BLOC DE TEXTE:
Cartel des changes

Entente dans le domaine des opérations de change au comptant : Bruxelles inflige 344 millions d’euros d’amende aux banques.

La décision de la Commission européenne du 2 décembre 2021 sanctionne un cartel sur les changes. Margrethe Vestager, vice-présidente chargée de la politique de concurrence, a déclaré que « le marché des opérations de change au comptant est l’un des plus grands marchés financiers du monde. Le comportement collusoire des cinq banques a porté atteinte à l’intégrité du secteur financier au détriment de l’économie et des consommateurs européens ». 

Par cette décision, la Commission a clôturé son enquête concernant une entente sur le marché des opérations de change au comptant portant sur les onze devises les plus liquides et les plus négociées dans le monde (telles que l’euro, le yen japonais, le dollar américain, la couronne danoise). Elle a sanctionné : HSBC, Crédit Suisse, Barclays, Royal Bank of Scotland et UBS qui échappe à la sanction pour avoir révélé l’existence de l’entente.

L’échange des devises sur le marché des changes (Forex) passe généralement par l’intermédiaire d’un courtier qui va fournir l’accès au marché. Les principaux clients des traders du Forex sont des gestionnaires d’actifs, des fonds de pension, des hedge funds, de grandes entreprises et des banques. Les faits ont eu lieu entre mai 2011 et juillet 2012. Certains traders, autrement dit des concurrents directs, échangeaient des informations sensibles, des plans de négociation et coordonnaient leurs stratégies sur les devises du G10. Ils agissaient au nom des banques et utilisaient pour cela un forum professionnel de discussion appelé « Sterling Lads ». Les échanges d’informations leur permettaient de coordonner leurs achats et leurs ventes. Ainsi, la décision de vendre ou d’acheter les devises d’un trader ne résultait plus d’une prise de risque individuelle mais d’une coordination.

La Commission se fonde sur les articles 101 du TFUE et 53 de l’accord EEE pour condamner la pratique anticoncurrentielle d’une amende d’un total de 344 millions d’euros. La sanction la plus lourde est infligée à HSBC avec une amende de 174,3 millions d’euros, Barclays est condamnée à payer une amende de 54,3 millions d’euros et RBS, renommée NatWest, à une amende de 32,5 millions d’euros.

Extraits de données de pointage

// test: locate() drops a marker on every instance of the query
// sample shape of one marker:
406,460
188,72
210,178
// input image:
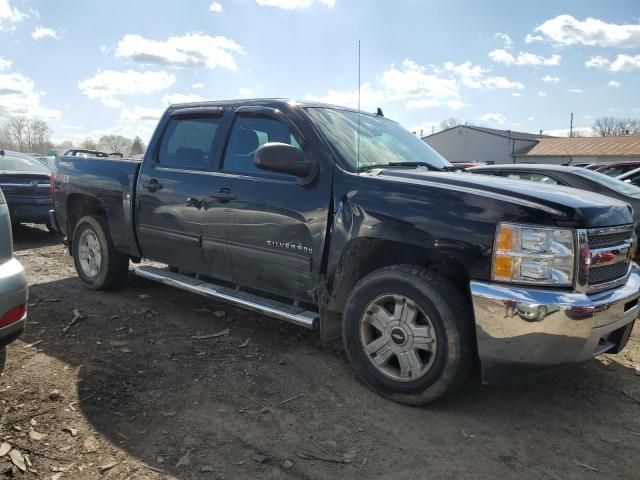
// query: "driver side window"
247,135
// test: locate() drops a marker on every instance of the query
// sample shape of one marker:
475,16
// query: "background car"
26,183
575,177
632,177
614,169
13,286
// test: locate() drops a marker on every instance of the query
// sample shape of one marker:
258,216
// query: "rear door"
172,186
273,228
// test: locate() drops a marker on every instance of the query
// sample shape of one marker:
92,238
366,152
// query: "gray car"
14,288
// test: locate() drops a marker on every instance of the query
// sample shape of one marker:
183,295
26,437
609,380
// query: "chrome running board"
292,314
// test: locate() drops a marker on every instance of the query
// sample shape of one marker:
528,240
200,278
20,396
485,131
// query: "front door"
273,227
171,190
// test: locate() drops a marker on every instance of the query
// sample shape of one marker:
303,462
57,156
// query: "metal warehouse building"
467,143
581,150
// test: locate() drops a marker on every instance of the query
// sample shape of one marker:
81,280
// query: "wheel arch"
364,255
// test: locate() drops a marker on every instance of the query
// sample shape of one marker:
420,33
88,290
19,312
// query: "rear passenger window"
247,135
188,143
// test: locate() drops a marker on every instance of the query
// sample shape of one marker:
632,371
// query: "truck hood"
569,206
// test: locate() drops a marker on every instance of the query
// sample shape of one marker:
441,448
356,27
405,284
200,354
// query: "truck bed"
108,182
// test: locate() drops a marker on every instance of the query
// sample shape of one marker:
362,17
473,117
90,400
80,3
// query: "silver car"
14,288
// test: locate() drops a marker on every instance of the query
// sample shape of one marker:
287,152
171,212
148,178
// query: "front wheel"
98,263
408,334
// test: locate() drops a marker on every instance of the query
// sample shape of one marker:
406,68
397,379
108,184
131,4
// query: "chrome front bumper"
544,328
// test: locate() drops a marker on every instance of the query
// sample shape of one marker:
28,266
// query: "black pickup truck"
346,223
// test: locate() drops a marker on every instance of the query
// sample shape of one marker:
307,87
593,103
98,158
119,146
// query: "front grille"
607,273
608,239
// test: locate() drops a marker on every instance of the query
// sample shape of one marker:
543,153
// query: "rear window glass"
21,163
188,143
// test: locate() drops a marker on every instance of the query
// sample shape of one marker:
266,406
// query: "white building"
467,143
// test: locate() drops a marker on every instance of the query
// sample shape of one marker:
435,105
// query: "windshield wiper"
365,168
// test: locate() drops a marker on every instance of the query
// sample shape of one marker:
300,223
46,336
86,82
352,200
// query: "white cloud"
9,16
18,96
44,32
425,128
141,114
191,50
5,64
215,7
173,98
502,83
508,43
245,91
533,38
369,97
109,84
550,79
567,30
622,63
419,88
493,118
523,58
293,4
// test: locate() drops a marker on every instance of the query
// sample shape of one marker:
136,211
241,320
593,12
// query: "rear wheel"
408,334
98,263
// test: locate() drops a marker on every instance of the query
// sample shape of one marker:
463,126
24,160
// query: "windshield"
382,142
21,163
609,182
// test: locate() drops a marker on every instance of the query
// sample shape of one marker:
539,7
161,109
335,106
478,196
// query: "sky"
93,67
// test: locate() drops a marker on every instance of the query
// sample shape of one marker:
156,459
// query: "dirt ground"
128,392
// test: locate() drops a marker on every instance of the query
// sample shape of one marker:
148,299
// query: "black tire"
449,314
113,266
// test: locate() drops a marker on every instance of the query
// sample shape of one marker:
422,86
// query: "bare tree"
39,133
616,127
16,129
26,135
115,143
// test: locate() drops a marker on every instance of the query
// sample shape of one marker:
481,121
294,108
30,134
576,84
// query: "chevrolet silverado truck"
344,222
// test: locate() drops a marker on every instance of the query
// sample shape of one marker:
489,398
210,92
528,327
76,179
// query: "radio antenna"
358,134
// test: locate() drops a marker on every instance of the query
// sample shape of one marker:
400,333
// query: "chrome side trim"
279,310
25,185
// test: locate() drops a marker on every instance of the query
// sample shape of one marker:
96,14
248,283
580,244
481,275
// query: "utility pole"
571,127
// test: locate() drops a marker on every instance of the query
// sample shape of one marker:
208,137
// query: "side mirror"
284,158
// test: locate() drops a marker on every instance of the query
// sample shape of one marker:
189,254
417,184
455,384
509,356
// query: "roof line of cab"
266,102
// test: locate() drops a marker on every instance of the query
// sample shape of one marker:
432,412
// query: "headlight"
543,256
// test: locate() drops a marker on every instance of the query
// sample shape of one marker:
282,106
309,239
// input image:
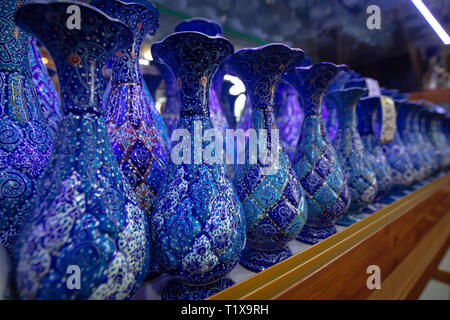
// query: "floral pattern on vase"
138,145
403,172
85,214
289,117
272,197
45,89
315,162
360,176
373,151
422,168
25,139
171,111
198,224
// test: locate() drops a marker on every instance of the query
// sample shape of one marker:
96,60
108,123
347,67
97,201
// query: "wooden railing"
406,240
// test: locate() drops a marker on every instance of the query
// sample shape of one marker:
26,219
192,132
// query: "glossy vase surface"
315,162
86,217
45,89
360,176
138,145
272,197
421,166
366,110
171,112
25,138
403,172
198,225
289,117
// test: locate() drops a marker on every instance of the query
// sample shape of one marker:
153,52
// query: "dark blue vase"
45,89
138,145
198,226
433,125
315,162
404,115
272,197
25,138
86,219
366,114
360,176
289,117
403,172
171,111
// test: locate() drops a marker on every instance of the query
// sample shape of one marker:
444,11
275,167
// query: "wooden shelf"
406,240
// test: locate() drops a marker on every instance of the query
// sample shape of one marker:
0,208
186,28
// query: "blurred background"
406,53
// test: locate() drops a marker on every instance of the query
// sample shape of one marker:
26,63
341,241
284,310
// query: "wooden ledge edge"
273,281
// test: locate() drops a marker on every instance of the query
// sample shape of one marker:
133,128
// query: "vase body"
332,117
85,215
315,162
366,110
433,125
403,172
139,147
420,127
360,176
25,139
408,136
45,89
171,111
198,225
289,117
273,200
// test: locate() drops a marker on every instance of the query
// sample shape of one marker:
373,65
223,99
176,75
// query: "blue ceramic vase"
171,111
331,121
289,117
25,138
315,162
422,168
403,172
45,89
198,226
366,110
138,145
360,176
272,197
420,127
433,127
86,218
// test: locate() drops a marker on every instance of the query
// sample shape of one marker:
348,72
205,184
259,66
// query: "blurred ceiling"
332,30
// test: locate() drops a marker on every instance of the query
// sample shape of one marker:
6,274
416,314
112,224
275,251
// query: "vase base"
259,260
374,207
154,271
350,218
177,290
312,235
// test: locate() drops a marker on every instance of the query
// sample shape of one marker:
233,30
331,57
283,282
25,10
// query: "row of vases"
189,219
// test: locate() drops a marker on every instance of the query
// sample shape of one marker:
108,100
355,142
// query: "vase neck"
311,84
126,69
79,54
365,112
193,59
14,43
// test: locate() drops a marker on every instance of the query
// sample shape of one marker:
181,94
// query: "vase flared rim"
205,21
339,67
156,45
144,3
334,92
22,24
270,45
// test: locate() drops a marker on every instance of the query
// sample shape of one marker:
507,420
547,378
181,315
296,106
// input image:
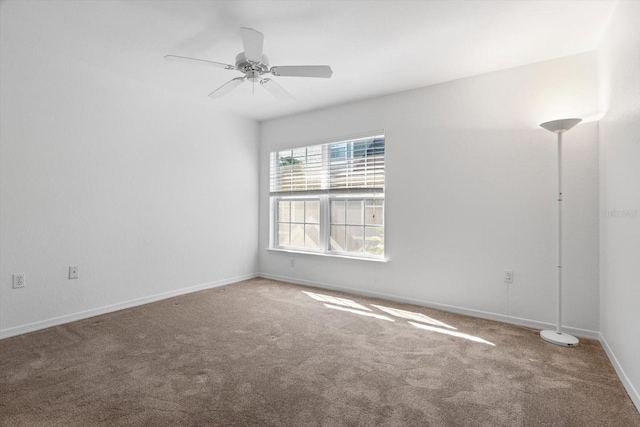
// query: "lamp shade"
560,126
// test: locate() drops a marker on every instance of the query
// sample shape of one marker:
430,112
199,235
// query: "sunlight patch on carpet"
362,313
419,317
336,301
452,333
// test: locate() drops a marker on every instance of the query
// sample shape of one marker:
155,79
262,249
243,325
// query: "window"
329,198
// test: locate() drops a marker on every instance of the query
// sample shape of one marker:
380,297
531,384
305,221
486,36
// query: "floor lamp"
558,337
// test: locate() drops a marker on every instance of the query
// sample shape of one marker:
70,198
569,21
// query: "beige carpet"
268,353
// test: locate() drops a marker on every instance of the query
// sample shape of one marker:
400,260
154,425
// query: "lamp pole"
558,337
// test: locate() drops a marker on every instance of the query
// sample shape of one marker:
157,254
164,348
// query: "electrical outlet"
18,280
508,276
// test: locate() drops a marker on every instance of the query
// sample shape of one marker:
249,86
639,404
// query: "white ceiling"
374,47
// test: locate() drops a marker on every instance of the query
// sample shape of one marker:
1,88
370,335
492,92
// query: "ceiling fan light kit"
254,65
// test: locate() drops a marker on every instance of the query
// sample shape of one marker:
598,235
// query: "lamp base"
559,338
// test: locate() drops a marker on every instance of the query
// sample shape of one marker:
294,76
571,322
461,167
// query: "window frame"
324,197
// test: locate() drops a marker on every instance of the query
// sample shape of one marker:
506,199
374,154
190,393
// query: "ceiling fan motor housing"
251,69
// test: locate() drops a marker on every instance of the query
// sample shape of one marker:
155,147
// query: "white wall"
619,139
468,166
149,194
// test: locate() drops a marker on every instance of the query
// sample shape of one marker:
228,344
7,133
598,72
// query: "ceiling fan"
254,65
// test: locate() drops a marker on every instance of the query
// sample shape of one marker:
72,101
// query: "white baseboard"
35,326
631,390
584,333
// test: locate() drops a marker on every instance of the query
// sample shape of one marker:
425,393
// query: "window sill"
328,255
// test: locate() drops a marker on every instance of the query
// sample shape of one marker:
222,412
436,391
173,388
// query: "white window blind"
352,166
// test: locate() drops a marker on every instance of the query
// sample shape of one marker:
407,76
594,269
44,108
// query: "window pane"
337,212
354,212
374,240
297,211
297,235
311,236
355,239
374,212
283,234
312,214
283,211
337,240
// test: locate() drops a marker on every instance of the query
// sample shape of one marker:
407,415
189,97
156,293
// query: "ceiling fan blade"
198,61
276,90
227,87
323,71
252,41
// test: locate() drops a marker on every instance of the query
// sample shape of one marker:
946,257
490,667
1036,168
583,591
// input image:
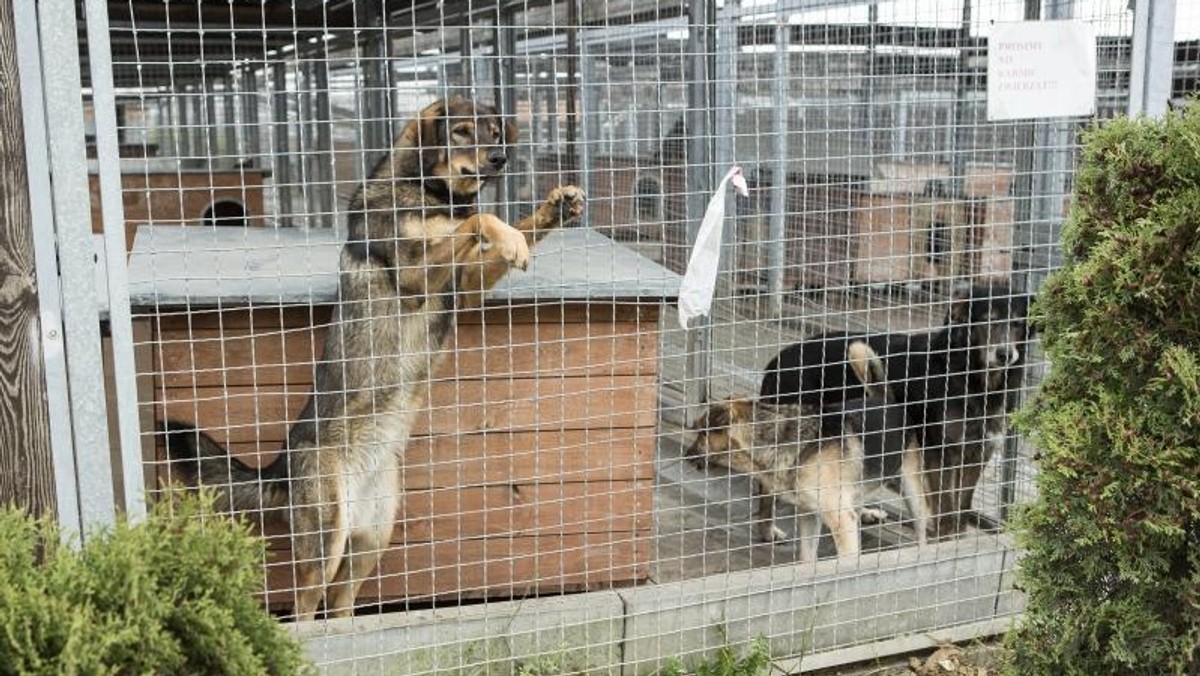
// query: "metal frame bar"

OBJECTIF VISÉ: Extrayez du texte sur le cartel des changes le passage commençant par « L’échange des devises » et se poursuivant jusqu'à « mais d’une coordination. ».

RÉPONSE:
L’échange des devises sur le marché des changes (Forex) passe généralement par l’intermédiaire d’un courtier qui va fournir l’accès au marché. Les principaux clients des traders du Forex sont des gestionnaires d’actifs, des fonds de pension, des hedge funds, de grandes entreprises et des banques. Les faits ont eu lieu entre mai 2011 et juillet 2012. Certains traders, autrement dit des concurrents directs, échangeaient des informations sensibles, des plans de négociation et coordonnaient leurs stratégies sur les devises du G10. Ils agissaient au nom des banques et utilisaient pour cela un forum professionnel de discussion appelé « Sterling Lads ». Les échanges d’informations leur permettaient de coordonner leurs achats et leurs ventes. Ainsi, la décision de vendre ou d’acheter les devises d’un trader ne résultait plus d’une prise de risque individuelle mais d’une coordination.